What to do. According to the news item about the machine learning challenge, in which category did Team Yumiz win First Prize?
*** Opening Document extract ***
Ohue Laboratory students win top prize at 2nd Joint EU-OPENSCREEN/SLAS Machine Learning Challenge
Team Yumiz, consisting of three students from Science Tokyo’s Ohue Laboratory, has won First Prize in the Transmittance Category of the 2nd Joint EU-OPENSCREEN/SLAS Machine Learning Challenge, an international machine learning competition joined by teams of researchers and students from around the world.
Organized by EU-OPENSCREEN, a not-for-profit European Research Infrastructure Consortium (ERIC) that supports chemical biology research across Europe, and the Society for Laboratory Automation and Screening (SLAS), an international scientific society dedicated to advancing automation technology and high-throughput screening in the life sciences, this competition focuses on developing methods to accurately predict the spectroscopic properties of compounds using machine learning. This methodology is recognized as a critical challenge with potential applications in drug discovery and materials science.
*** Closing Document extract ***
*** Opening Exercise data ***
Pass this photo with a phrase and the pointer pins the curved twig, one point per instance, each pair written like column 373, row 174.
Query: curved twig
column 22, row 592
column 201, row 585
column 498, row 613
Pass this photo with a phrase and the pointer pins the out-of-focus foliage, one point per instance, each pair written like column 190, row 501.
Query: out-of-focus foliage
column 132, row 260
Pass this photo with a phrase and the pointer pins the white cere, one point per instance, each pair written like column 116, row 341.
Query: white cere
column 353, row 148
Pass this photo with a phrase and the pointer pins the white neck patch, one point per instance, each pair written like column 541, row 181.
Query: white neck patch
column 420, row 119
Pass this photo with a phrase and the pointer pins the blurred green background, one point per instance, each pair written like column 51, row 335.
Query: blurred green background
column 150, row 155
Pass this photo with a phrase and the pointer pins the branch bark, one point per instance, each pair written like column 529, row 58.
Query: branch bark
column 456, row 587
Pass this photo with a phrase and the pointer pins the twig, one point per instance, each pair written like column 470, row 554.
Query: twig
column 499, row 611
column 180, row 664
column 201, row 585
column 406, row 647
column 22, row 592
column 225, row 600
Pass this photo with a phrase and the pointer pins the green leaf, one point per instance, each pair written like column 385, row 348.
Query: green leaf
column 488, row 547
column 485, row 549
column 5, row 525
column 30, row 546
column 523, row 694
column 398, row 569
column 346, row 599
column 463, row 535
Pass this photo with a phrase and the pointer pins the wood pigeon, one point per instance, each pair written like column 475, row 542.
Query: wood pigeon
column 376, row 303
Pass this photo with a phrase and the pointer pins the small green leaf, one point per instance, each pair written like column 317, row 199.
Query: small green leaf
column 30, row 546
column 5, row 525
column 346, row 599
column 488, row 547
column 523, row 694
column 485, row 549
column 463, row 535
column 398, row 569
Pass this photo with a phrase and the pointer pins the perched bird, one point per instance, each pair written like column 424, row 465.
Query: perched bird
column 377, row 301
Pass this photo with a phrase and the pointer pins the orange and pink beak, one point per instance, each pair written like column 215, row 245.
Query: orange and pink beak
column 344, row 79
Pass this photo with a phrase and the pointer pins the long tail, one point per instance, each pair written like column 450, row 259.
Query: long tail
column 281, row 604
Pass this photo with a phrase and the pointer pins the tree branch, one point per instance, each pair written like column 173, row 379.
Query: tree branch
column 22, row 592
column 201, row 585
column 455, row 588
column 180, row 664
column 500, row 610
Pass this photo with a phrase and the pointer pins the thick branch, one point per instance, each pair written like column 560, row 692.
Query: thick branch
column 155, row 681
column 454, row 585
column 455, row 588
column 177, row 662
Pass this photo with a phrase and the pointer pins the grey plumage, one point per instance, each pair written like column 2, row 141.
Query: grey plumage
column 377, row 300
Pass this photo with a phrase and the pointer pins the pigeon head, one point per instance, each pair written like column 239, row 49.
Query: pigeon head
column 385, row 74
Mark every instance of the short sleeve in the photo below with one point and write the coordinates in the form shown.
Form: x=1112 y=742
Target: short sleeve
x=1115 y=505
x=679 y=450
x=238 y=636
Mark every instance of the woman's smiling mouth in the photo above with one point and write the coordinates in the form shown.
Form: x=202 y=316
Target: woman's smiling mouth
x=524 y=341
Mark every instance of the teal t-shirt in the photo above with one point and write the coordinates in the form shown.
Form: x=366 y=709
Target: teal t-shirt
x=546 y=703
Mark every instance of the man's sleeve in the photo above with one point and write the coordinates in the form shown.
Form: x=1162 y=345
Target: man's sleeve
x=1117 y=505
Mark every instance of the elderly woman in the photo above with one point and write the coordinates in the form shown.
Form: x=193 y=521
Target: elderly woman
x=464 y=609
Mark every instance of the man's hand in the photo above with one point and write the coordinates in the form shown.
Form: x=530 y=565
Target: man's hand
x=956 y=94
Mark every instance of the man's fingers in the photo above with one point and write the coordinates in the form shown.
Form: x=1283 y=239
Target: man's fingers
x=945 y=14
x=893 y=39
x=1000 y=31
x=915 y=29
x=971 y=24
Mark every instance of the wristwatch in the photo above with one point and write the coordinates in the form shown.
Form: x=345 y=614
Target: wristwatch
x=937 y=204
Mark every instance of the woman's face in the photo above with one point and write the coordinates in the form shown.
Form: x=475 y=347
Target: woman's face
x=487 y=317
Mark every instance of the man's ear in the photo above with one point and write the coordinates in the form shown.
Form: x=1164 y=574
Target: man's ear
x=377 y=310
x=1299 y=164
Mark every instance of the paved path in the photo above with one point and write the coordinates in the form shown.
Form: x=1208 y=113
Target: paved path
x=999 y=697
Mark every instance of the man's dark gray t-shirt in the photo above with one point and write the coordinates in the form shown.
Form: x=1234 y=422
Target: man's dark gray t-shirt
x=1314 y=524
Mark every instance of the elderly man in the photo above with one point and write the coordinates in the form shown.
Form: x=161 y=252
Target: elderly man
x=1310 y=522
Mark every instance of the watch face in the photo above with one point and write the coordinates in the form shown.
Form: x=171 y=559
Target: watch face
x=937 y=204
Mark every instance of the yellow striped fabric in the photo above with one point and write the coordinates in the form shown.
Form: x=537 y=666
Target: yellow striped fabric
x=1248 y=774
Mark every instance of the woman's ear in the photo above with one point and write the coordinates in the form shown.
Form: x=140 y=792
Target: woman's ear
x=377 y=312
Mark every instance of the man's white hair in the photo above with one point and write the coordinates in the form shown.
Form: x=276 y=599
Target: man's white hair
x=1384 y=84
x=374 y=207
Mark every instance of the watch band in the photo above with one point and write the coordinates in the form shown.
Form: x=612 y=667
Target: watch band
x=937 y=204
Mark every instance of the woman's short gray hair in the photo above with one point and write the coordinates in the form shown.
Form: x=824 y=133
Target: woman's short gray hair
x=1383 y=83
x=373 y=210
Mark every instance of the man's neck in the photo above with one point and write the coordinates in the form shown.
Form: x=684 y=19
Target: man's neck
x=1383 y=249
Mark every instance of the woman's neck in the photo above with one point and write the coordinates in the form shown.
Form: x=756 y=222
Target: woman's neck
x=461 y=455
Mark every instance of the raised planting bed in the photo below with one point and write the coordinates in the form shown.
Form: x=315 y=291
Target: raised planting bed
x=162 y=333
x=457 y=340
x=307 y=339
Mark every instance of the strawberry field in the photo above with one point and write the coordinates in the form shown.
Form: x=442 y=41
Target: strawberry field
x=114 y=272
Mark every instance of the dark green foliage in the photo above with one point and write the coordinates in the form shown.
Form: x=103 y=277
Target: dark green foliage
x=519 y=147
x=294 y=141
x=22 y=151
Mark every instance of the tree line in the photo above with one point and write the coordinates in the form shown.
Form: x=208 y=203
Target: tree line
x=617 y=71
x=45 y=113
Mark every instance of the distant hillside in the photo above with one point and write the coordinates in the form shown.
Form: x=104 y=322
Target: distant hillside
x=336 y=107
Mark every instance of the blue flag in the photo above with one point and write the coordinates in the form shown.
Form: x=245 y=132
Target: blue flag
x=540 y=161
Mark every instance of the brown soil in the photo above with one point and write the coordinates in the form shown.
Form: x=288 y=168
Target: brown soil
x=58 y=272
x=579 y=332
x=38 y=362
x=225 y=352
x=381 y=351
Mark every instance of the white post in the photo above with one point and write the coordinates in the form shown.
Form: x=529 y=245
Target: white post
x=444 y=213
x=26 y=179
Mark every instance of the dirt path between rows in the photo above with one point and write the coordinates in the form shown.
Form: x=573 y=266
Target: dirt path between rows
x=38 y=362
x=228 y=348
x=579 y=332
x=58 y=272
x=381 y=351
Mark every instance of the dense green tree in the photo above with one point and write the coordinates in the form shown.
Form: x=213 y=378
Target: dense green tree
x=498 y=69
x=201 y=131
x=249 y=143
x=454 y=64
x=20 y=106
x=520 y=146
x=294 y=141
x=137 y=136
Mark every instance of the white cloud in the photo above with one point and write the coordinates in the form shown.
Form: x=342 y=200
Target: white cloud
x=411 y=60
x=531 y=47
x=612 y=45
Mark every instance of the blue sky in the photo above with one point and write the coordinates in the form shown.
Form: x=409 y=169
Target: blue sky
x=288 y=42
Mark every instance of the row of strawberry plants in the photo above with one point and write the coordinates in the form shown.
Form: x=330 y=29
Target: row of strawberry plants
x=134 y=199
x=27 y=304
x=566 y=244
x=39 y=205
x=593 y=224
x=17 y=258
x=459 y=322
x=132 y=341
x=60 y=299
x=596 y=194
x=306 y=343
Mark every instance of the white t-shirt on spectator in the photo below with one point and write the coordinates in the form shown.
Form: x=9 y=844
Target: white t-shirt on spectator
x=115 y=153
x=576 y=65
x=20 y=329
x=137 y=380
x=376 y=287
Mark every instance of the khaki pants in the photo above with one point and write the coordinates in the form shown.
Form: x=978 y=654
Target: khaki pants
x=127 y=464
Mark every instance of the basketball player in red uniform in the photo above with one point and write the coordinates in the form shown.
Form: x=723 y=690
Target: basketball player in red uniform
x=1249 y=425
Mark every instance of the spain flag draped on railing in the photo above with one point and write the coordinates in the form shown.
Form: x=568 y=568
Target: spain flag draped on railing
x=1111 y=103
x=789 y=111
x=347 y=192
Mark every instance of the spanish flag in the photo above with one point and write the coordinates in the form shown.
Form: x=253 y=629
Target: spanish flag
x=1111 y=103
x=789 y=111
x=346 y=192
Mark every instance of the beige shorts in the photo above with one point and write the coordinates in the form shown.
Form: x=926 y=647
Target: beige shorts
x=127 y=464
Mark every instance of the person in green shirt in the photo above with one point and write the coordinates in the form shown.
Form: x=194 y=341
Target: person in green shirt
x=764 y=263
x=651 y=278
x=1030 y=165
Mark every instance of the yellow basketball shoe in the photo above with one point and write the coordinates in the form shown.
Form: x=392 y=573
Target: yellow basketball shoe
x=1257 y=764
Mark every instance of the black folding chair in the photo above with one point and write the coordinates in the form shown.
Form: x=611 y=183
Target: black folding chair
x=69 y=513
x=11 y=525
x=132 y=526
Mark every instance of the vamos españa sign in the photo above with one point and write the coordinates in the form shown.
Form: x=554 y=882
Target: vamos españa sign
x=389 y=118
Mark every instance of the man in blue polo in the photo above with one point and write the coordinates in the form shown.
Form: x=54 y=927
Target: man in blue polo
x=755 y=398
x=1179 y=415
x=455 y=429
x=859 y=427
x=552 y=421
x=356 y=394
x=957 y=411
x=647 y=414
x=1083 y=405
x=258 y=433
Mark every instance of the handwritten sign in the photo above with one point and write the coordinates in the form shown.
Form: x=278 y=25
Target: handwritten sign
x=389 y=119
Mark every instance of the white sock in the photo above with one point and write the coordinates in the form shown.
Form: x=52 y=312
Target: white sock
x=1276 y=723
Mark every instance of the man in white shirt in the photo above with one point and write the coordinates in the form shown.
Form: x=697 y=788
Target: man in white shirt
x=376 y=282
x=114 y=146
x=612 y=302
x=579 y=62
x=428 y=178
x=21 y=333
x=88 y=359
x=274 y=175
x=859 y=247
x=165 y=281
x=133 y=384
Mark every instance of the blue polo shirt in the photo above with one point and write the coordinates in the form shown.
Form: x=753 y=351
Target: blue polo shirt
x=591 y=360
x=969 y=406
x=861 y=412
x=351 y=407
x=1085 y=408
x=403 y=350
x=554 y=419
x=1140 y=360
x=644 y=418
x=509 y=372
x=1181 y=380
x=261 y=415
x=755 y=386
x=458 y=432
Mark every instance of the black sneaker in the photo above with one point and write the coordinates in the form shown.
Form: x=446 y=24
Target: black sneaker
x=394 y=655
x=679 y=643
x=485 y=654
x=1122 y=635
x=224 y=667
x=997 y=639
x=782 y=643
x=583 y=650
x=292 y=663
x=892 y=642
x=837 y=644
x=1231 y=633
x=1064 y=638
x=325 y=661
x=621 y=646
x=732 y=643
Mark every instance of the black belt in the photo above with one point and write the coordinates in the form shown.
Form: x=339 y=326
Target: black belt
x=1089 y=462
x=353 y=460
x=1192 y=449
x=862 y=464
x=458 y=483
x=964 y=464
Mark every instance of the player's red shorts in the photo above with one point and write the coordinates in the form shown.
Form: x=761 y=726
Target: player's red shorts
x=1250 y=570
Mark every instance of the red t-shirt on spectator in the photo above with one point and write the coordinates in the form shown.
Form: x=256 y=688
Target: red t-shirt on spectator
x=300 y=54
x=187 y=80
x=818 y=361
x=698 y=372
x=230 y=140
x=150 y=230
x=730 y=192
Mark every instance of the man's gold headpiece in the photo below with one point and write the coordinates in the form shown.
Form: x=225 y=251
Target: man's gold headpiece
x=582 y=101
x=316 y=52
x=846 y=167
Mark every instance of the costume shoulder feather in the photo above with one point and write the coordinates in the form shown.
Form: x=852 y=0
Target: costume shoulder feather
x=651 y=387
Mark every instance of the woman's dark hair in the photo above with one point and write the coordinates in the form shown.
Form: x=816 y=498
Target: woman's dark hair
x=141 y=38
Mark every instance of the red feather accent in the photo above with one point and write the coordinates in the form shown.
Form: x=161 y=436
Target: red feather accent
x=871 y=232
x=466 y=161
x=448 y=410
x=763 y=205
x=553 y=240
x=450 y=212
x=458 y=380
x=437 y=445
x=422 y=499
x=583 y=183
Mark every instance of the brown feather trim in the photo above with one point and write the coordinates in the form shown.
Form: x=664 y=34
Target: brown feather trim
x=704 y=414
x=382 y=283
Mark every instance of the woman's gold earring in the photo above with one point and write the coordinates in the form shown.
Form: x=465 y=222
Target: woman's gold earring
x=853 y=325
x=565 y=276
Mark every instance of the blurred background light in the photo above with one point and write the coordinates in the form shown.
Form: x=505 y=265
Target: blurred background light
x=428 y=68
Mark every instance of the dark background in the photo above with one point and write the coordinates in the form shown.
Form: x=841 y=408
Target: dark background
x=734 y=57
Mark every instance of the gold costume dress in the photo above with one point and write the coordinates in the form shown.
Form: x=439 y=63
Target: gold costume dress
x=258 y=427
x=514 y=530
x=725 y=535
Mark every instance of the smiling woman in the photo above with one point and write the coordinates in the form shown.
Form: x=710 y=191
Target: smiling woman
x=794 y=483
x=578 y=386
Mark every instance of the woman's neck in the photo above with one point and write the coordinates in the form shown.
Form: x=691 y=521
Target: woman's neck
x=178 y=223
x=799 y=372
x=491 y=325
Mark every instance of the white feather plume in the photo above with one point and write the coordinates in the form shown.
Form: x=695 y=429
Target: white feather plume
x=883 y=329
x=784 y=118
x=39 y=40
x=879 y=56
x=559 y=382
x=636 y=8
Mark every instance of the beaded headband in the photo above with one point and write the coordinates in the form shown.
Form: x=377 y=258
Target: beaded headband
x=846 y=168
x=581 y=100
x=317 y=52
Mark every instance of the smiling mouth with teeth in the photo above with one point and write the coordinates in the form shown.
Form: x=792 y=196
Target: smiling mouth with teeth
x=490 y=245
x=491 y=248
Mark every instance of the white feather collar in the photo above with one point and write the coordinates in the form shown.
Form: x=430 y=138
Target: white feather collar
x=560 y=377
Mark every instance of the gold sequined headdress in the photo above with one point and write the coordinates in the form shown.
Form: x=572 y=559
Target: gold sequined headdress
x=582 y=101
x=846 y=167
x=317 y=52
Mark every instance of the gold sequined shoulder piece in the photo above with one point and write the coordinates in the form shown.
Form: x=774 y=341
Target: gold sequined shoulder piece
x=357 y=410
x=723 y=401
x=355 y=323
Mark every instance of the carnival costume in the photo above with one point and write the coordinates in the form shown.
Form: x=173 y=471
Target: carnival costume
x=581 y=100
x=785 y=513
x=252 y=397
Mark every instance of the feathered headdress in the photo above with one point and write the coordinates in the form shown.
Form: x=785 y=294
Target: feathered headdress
*** Closing Exercise data ***
Task response. The Transmittance Category.